On many simple TARGETs, the AP at address 0x0 is the MEM-AP, although this is highly IMPLEMENTATION DEPENDENT.
Check the TRM of the TARGET to identify how the vendor has implemented the debug subsystem.
In the MEM-AP, the registers at bank 0 are the ones that are the most interesting.
The Bank-0 of MEM-AP contains the following registers:
- At address 0x00 we have the Control and Status Word Register (CSW).
The bits of interest to us are 29,25,[5:4] and [2:0].
Bits 29 and 25 must be set to grant the debugger privileged master access over the AHB-AP.
AddrInc [5:4] bits must be set to 0b01, this enables auto increment support so that memory address in TAR can auto-increment for serial writes in DRW.
Size [2:0] bits must be set to 0b010 to perform 32-bit access over AHB-AP.
- At the address 0x04 we have the Transfer Address Register (TAR).
This register holds the address in memory that we want to read from or write to.

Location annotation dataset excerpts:

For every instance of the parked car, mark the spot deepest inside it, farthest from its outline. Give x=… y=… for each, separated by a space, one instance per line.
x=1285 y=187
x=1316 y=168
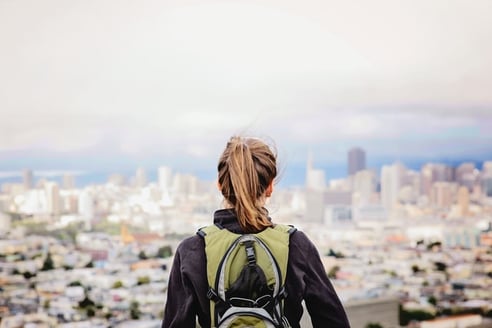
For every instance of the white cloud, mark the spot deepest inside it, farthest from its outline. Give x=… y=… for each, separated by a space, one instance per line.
x=160 y=75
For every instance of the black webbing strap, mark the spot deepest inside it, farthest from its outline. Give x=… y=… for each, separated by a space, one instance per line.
x=250 y=252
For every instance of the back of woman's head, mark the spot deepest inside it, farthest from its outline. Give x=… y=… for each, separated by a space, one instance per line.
x=246 y=169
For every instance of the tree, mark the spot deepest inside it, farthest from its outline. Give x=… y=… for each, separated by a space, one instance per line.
x=373 y=325
x=134 y=310
x=86 y=302
x=75 y=283
x=415 y=268
x=440 y=266
x=48 y=263
x=142 y=255
x=143 y=280
x=117 y=284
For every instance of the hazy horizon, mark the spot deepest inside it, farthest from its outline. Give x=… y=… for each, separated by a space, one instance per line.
x=88 y=84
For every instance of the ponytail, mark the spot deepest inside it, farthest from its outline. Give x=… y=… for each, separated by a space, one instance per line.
x=245 y=170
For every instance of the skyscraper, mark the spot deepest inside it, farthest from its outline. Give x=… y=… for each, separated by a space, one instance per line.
x=356 y=160
x=27 y=179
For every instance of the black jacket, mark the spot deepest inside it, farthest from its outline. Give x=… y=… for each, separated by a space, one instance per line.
x=306 y=280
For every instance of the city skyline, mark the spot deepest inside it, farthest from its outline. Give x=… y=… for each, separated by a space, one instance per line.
x=171 y=82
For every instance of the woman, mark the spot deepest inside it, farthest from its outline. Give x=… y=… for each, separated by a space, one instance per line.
x=246 y=172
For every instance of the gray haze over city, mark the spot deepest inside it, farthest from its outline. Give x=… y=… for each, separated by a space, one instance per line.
x=128 y=82
x=114 y=113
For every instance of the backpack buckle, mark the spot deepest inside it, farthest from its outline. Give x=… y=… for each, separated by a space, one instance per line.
x=212 y=295
x=250 y=252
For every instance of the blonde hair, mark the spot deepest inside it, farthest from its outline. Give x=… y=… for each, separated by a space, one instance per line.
x=246 y=168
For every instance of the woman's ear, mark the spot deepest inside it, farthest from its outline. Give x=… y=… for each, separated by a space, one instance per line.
x=269 y=190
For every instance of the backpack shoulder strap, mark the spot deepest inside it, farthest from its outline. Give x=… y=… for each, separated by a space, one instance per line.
x=203 y=231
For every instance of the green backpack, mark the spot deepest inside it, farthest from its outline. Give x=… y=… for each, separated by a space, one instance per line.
x=246 y=276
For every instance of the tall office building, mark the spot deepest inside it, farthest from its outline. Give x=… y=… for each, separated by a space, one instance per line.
x=315 y=178
x=53 y=198
x=164 y=176
x=364 y=186
x=140 y=178
x=27 y=179
x=356 y=160
x=434 y=172
x=391 y=182
x=68 y=181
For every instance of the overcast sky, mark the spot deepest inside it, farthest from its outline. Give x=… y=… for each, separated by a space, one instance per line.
x=176 y=78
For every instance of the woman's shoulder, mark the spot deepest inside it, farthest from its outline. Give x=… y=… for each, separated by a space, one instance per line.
x=191 y=243
x=301 y=241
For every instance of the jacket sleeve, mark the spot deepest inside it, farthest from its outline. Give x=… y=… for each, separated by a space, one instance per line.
x=180 y=309
x=322 y=302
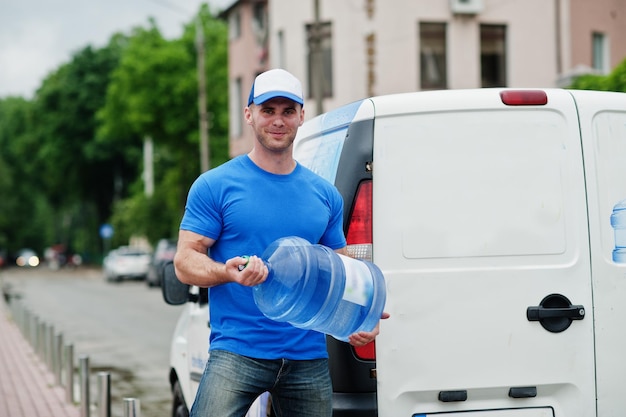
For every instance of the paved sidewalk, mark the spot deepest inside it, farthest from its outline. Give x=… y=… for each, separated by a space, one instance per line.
x=27 y=387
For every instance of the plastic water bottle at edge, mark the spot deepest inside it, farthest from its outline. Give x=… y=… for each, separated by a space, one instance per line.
x=618 y=222
x=312 y=287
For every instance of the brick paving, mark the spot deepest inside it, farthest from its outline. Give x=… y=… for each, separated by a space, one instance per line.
x=27 y=387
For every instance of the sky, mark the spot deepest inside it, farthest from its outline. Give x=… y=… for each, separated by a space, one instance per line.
x=37 y=36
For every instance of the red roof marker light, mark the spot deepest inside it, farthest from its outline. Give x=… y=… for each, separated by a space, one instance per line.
x=524 y=97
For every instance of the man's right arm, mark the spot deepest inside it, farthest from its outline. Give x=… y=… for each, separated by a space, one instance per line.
x=194 y=267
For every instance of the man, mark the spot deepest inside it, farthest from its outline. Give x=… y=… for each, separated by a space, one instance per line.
x=237 y=209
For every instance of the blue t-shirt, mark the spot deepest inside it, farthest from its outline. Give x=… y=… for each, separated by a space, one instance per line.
x=244 y=209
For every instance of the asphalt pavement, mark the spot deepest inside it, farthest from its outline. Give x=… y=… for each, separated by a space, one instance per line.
x=27 y=386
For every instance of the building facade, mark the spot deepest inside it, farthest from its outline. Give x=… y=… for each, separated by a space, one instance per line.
x=352 y=49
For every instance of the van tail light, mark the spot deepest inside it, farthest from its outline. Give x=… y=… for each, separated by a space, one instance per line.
x=524 y=97
x=359 y=239
x=359 y=235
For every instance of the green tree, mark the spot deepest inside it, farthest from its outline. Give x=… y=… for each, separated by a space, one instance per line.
x=153 y=94
x=615 y=81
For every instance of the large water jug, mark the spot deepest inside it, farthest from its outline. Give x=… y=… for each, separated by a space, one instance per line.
x=618 y=222
x=312 y=287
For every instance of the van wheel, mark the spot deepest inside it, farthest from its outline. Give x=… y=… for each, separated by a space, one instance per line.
x=179 y=409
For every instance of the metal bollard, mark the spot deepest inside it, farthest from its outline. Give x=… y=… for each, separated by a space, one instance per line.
x=132 y=407
x=69 y=373
x=50 y=348
x=84 y=386
x=58 y=358
x=38 y=336
x=104 y=394
x=33 y=332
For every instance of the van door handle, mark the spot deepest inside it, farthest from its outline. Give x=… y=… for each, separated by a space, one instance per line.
x=555 y=313
x=539 y=313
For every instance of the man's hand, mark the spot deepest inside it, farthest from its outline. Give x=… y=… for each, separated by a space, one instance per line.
x=247 y=271
x=363 y=338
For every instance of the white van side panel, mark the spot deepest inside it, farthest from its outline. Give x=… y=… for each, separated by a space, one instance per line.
x=479 y=213
x=603 y=124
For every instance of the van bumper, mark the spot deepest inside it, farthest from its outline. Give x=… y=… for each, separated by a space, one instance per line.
x=350 y=404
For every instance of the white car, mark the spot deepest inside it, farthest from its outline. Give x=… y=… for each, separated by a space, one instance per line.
x=126 y=263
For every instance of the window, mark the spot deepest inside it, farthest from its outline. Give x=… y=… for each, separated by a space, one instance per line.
x=493 y=55
x=320 y=64
x=600 y=52
x=433 y=63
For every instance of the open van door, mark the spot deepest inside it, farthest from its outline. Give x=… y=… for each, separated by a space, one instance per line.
x=480 y=227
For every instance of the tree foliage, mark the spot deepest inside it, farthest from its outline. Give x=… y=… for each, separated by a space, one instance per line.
x=72 y=158
x=615 y=81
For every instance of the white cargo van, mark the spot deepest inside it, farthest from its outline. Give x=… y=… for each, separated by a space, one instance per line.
x=488 y=212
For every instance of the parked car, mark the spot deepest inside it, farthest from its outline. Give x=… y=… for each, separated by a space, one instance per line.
x=164 y=252
x=126 y=263
x=27 y=258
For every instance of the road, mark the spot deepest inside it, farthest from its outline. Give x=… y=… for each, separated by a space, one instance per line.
x=124 y=328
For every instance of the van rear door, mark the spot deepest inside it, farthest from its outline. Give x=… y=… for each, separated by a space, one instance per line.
x=480 y=227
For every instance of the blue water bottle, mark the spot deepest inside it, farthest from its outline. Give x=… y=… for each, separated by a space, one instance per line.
x=618 y=222
x=312 y=287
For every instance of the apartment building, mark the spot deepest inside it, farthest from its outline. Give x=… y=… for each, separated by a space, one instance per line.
x=351 y=49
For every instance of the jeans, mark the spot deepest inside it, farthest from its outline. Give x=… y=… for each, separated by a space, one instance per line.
x=230 y=384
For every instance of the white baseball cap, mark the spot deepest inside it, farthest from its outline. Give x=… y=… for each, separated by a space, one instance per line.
x=275 y=83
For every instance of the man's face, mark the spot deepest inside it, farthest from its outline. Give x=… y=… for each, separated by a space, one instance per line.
x=275 y=123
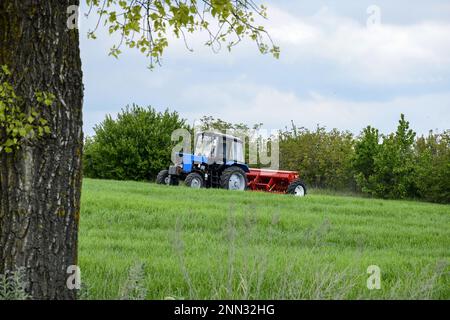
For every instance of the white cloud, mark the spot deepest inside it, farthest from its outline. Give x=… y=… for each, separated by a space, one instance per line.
x=388 y=54
x=276 y=108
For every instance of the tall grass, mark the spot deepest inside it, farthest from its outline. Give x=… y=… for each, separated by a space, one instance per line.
x=215 y=244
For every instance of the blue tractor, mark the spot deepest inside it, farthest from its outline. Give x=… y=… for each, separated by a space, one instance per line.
x=217 y=162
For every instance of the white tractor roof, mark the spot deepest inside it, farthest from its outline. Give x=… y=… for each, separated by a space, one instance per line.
x=219 y=134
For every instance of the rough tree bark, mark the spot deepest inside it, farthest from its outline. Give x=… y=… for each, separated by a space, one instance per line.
x=40 y=183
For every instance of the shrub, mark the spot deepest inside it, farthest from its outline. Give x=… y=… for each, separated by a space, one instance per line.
x=135 y=146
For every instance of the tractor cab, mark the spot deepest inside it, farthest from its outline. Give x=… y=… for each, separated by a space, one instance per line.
x=217 y=162
x=219 y=148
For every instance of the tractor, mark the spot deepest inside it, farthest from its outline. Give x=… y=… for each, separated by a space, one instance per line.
x=218 y=162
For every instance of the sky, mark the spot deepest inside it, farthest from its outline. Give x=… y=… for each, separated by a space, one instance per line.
x=343 y=64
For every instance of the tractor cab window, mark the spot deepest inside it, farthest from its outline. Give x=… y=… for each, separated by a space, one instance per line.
x=235 y=151
x=206 y=146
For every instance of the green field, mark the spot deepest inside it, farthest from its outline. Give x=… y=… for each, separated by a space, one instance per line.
x=215 y=244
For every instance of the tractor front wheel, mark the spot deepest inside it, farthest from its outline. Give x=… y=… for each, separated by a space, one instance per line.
x=234 y=178
x=297 y=188
x=194 y=180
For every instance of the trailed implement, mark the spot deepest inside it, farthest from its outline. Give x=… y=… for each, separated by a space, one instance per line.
x=218 y=162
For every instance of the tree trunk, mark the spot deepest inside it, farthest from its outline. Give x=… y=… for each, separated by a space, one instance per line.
x=40 y=183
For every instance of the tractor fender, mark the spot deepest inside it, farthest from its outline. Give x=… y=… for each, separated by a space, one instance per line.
x=243 y=166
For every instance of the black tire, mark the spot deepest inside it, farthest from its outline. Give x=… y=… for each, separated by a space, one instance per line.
x=292 y=188
x=174 y=181
x=228 y=173
x=162 y=177
x=194 y=180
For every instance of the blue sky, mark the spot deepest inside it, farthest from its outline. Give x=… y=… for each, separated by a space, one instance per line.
x=333 y=70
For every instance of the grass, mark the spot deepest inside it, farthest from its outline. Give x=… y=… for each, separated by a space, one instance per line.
x=217 y=244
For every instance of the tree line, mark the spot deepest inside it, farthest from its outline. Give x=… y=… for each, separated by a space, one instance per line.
x=399 y=165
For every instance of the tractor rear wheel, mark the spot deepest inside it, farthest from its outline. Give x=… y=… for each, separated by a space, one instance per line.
x=194 y=180
x=163 y=177
x=234 y=178
x=297 y=188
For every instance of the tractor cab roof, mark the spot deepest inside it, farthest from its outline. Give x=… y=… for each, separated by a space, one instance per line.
x=219 y=134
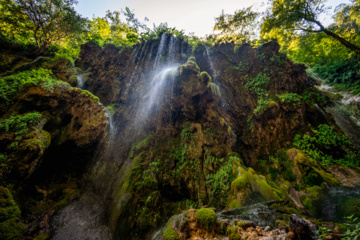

[OBJECTIVE 1]: Decide whether each statement below agrees with the MEM-AP text, answering yes or no and quoting the words of the text that settle it: (a) The Control and Status Word Register sits at address 0x00. (b) The Size bits must be set to 0b01 for 32-bit access over AHB-AP. (c) On every target, the AP at address 0x0 is the MEM-AP.
[OBJECTIVE 2]: Duplicate the stretch of the MEM-AP text from "The Bank-0 of" through "writes in DRW.".

[FULL RESPONSE 1]:
(a) Yes: "At address 0x00 we have the Control and Status Word Register (CSW)."
(b) No: "Size [2:0] bits must be set to 0b010 to perform 32-bit access over AHB-AP."
(c) No: "On many simple TARGETs, the AP at address 0x0 is the MEM-AP, although this is highly IMPLEMENTATION DEPENDENT."

[FULL RESPONSE 2]:
The Bank-0 of MEM-AP contains the following registers:
- At address 0x00 we have the Control and Status Word Register (CSW).
The bits of interest to us are 29,25,[5:4] and [2:0].
Bits 29 and 25 must be set to grant the debugger privileged master access over the AHB-AP.
AddrInc [5:4] bits must be set to 0b01, this enables auto increment support so that memory address in TAR can auto-increment for serial writes in DRW.